Jean-Stéphane Bron, avec LE CHANTIER, propose une lecture politique du cinéma à travers une métaphore concrète : la construction d’un bâtiment. Derrière l’apparente neutralité d’un documentaire sur la rénovation d’un cinéma légendaire, le film révèle les rapports de force, les hiérarchies et les conflits d’intérêts qui structurent tout projet collectif. Renzo Piano, Jérôme Seydoux, les ingénieurs, les ouvriers : chacun incarne une position dans ce microcosme où se rejouent les tensions entre vision, capital et travail. L’humour est omniprésent, mais loin d’alléger le propos, il le rend accessible et plaisant. Cette approche permet au spectateur de découvrir avec plaisir les rouages complexes du projet, révélant avec finesse les mécanismes souvent cachés de toute entreprise collective.
Avec BLUE HERON, Sofia Romvari livre une œuvre délicate sur la mémoire familiale, où l’intime prend la forme d’une enquête cinématographique. À travers Sasha, benjamine d’une fratrie, la réalisatrice interroge la transmission, la fragilité des souvenirs et leur persistance à travers l’art. La lumière estivale, les cadrages serrés, la porosité entre passé et présent composent une matière sensorielle qui dépasse la simple narration. « Je voulais perturber les attentes du récit traditionnel d’apprentissage », explique Romvari. Le film devient ainsi une réflexion sur la place du cinéma comme acte de mémoire, mais aussi comme outil d’émancipation : Sasha adulte, devenue cinéaste, reconstruit son histoire en filmant, de nouvelles pistes de lecture de sa propre histoire apparaissent. L’accueil positif du film se manifeste dès les séances de questions-réponses avec le public, certains spectateurs comparant cette expérience à celle suscitée par INCENDIES de Denis Villeneuve. Un film intelligent et créatif qui prouve que l’intime, lorsqu’il est traité avec sincérité et justesse, peut atteindre l’universel.
Enfin, THE PLANT FROM THE CANARIES de Ruan Lan-Xi met en scène May, une trentenaire coréenne en errance à Berlin après une rupture. Dans cette chronique de l’exil intérieur, la ville devient le miroir des solitudes contemporaines. L’hiver berlinois, les contrôles des agents de transport, les appartements impersonnels contrastent avec les petits gestes de solidarité : balades à vélo, danse tango improvisée, clémentines partagées sur un canapé. Ces moments traduisent une vérité sociale : le déracinement est aussi une expérience collective, où se joue la recomposition des identités. En entremêlant des narrations en coréen sur ses expériences d’enfance avec sa réalité contemporaine, May révèle la condition de l’exilée. Dans la peau d’une cinéaste, elle offre également une mise en abyme métaphorique de l’acte même de création filmique.

**Données d'entrée**
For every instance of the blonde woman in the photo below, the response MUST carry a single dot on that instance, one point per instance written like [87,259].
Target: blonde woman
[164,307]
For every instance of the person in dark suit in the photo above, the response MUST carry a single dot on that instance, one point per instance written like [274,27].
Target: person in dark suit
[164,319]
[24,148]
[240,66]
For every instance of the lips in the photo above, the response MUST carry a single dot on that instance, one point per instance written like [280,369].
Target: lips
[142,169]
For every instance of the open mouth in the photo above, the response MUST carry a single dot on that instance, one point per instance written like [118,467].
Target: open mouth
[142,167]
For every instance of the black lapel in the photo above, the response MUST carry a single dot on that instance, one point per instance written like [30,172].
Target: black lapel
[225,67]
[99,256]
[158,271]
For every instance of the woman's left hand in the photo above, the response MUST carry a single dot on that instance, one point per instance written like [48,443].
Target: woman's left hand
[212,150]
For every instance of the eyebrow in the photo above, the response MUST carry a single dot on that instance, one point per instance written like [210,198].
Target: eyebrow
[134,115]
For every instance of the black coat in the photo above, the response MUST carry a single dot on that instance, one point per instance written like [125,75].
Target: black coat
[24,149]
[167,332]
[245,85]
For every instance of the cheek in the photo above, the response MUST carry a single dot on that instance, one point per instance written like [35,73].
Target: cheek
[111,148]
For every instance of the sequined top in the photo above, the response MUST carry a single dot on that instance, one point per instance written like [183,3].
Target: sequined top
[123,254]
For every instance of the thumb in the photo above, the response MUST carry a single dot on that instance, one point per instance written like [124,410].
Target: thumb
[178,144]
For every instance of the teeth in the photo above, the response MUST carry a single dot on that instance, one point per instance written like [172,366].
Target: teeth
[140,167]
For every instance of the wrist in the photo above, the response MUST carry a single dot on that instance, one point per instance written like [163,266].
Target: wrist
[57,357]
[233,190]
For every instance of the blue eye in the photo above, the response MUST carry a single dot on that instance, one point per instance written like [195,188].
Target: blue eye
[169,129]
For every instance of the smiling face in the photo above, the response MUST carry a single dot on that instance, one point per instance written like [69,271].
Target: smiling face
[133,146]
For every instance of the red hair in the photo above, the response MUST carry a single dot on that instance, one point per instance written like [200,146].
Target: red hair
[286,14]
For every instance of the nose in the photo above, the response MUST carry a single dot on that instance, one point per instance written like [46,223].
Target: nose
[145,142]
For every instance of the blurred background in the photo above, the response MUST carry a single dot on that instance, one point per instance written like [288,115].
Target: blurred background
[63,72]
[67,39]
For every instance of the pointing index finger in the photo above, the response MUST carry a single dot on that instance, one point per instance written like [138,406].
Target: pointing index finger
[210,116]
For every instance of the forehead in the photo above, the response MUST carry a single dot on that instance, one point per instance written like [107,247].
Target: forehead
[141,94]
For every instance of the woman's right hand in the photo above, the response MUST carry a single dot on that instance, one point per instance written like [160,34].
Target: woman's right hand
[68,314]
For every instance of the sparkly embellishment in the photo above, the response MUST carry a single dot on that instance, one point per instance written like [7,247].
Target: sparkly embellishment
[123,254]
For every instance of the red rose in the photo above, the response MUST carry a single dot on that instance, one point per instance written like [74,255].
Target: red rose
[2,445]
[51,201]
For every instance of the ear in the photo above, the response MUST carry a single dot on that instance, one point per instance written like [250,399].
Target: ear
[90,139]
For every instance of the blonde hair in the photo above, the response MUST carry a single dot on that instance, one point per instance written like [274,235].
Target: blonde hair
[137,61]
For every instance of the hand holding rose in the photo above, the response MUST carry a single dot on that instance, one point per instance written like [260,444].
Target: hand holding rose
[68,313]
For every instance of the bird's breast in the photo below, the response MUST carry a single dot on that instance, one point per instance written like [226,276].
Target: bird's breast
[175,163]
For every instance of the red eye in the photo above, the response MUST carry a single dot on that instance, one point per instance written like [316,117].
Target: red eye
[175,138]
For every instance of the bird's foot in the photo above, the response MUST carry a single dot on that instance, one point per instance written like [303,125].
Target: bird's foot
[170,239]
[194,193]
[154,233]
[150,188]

**Consigne donnée 1**
Pourrais-tu reproduire fidèlement le passage de l'extrait de critique de films, depuis « Enfin, THE PLANT » jusqu'à « de création filmique. » inclus ?
**Consigne donnée 2**
Relève chaque ligne des enregistrements contenant la chaîne « woman », en tenant compte de la casse.

**Réponse complète 1**
Enfin, THE PLANT FROM THE CANARIES de Ruan Lan-Xi met en scène May, une trentenaire coréenne en errance à Berlin après une rupture. Dans cette chronique de l’exil intérieur, la ville devient le miroir des solitudes contemporaines. L’hiver berlinois, les contrôles des agents de transport, les appartements impersonnels contrastent avec les petits gestes de solidarité : balades à vélo, danse tango improvisée, clémentines partagées sur un canapé. Ces moments traduisent une vérité sociale : le déracinement est aussi une expérience collective, où se joue la recomposition des identités. En entremêlant des narrations en coréen sur ses expériences d’enfance avec sa réalité contemporaine, May révèle la condition de l’exilée. Dans la peau d’une cinéaste, elle offre également une mise en abyme métaphorique de l’acte même de création filmique.

**Réponse complète 2**
For every instance of the blonde woman in the photo below, the response MUST carry a single dot on that instance, one point per instance written like [87,259].
Target: blonde woman
For every instance of the woman's left hand in the photo above, the response MUST carry a single dot on that instance, one point per instance written like [48,443].
Target: woman's left hand
For every instance of the woman's right hand in the photo above, the response MUST carry a single dot on that instance, one point per instance written like [160,34].
Target: woman's right hand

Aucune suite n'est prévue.